Data items
==============================

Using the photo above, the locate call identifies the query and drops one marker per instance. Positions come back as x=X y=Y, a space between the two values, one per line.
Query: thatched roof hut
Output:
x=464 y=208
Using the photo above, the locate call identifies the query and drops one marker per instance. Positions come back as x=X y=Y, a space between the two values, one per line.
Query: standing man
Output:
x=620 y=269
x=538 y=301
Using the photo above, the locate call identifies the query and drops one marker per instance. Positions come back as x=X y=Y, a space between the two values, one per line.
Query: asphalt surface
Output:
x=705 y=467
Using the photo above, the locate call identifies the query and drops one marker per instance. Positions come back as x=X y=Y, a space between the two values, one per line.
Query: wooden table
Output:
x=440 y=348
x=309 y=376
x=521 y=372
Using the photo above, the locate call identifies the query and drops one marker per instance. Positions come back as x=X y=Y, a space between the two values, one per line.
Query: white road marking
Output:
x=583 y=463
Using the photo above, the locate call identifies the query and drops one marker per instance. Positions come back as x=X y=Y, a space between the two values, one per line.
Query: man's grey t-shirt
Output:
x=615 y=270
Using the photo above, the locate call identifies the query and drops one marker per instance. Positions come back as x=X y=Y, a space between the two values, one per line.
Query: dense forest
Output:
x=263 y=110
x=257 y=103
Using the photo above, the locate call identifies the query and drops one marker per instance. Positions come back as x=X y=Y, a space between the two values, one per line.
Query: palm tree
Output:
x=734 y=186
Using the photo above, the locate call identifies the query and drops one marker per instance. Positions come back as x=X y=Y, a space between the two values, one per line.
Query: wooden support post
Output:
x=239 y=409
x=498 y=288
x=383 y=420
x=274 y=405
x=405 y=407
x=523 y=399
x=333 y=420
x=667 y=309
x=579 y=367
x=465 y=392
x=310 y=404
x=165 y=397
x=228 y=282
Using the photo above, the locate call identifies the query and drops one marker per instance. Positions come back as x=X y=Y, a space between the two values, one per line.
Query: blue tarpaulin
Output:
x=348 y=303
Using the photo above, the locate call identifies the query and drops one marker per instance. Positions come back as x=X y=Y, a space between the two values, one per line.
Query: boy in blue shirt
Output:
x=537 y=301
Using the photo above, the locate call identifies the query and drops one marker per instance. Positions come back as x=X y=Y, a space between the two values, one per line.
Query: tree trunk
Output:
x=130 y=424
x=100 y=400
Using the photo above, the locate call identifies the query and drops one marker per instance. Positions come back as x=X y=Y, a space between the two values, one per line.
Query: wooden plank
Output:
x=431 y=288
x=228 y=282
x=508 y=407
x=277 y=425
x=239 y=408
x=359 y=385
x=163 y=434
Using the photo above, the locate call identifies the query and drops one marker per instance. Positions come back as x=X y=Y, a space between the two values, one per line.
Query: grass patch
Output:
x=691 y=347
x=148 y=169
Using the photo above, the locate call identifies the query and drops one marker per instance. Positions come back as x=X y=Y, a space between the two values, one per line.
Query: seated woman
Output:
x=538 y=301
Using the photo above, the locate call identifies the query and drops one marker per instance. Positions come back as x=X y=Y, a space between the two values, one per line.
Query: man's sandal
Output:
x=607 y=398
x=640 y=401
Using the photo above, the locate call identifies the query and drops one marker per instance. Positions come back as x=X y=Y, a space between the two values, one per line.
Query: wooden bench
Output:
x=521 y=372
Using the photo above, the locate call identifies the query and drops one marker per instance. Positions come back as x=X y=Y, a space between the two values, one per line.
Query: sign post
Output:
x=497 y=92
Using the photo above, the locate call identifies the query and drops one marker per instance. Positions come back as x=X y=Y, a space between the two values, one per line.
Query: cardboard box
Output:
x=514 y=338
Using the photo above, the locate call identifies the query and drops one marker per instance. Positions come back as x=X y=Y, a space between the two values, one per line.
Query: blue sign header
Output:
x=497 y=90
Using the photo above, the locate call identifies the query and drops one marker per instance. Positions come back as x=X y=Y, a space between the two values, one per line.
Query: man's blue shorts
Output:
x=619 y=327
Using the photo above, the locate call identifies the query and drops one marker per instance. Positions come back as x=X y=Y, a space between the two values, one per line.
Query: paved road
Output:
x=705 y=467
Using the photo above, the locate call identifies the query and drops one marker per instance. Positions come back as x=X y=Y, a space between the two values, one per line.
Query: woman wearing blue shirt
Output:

==============================

- **Directive**: Reproduce the whole listing above line for line, with nothing changed.

- **Final result**:
Using the photo above, the locate call identifies the query and drops one marker per instance. Positions come back as x=X y=Y, a space between the two values, one per line.
Query: thatched roof hut
Output:
x=464 y=208
Using the photo above, the locate call identifies the query and drops one marker per instance. Positions come back as x=X y=Y, a space between the two values, one per line.
Query: standing man
Output:
x=620 y=269
x=538 y=301
Using the photo above, the locate call identifies the query and drops one marker per instance. Positions come back as x=X y=Y, a space between the two values, one per line.
Query: asphalt surface
Output:
x=705 y=467
Using the photo above, the locate call identifies the query and drops one marker per instance. Positions come back as x=X y=Y, a space between the two values, one per line.
Query: wooden table
Output:
x=440 y=348
x=309 y=376
x=521 y=372
Using the photo above, the locate call identifies the query and drops one marker per instance. Positions come back as x=X y=Y, a space between the two values, one per line.
Query: white road marking
Output:
x=583 y=463
Using the photo above, the locate call identifies the query and drops one marker per instance. Positions come back as x=X y=Y, a space between the two values, one per line.
Query: man's grey t-shirt
Output:
x=615 y=270
Using the photo above, the locate call identifies the query and drops one marker per instance. Positions come back as x=X y=Y, a space between the two values, one per line.
Query: dense forest
Output:
x=263 y=110
x=257 y=103
Using the photo above, the locate call identifies the query and drops one marker per instance. Positions come back as x=X y=Y, a space between the two values, one per line.
Query: palm tree
Output:
x=734 y=186
Using the photo above, the locate call identifies the query and drops one marker per instance. Positions come back as x=X y=Y, a space between the two values, one per line.
Query: wooden support post
Output:
x=239 y=409
x=498 y=288
x=383 y=420
x=274 y=405
x=405 y=407
x=523 y=399
x=333 y=420
x=667 y=309
x=579 y=367
x=465 y=392
x=310 y=404
x=165 y=397
x=228 y=282
Using the photo above, the locate call identifies the query and drops one marker per instance. Positions come back as x=X y=Y, a space between the two values, one per line.
Query: blue tarpaulin
Output:
x=348 y=303
Using the photo above, the locate call identifies the query and drops one marker per instance. Positions come back as x=X y=Y, a space between the two values, one per line.
Query: boy in blue shirt
Output:
x=537 y=301
Using the photo above, the locate call identifies the query and drops one marker per instance. Positions come back as x=X y=Y, a space between the two values, one per line.
Query: tree trunk
Output:
x=130 y=424
x=100 y=400
Using the photo above, the locate call identifies the query and drops one marker per instance. Positions come back as x=X y=Y, a space between the two values, one per line.
Query: wooden plank
Output:
x=431 y=288
x=228 y=282
x=508 y=407
x=277 y=425
x=239 y=408
x=359 y=385
x=163 y=434
Using the photo above, the locate call identifies the query and drops one marker per instance. Positions come back as x=X y=Y, a space between the two values, one per line.
Query: grass patch
Output:
x=691 y=347
x=148 y=169
Using the photo above, the locate call identifies the query and drops one marker per instance. Positions come back as x=X y=Y, a space between the two values, one per line.
Query: seated woman
Output:
x=538 y=301
Using the photo above, the locate call identifies the query and drops one marker per instance. Positions come back as x=X y=Y, a space between the two values, one per line.
Query: man's sandal
Output:
x=607 y=398
x=640 y=401
Using the photo above, the locate call identifies the query and drops one marker per instance. Positions come back as x=X y=Y, a space between the two values, one per line.
Query: wooden bench
Output:
x=521 y=372
Using the photo above, the locate call identifies the query and drops one marker per instance. Positions come back as x=X y=Y, a space between the two values, one per line.
Query: sign post
Output:
x=497 y=92
Using the photo above, the locate call identifies the query and drops one marker per instance. Positions come back as x=X y=Y, a space between the two values, one per line.
Query: cardboard box
Output:
x=514 y=338
Using the photo above, the locate call identifies the query and drops one marker per instance. Positions come back as x=X y=Y, a space between the two values, one per line.
Query: blue sign header
Output:
x=497 y=90
Using the photo above, the locate call identifies the query and drops one marker per instance. Positions come back as x=X y=Y, a space between the two values, one per line.
Query: man's blue shorts
Output:
x=619 y=327
Using the photo above, the locate call identifies the query and drops one marker per instance. Positions come back as x=X y=Y, a space between the two values, one per line.
Query: paved road
Output:
x=705 y=467
Using the photo above, the locate call identifies the query and drops one marker per instance. Positions come back as x=X y=Y, a space between the two values, one per line.
Query: woman wearing blue shirt
Output:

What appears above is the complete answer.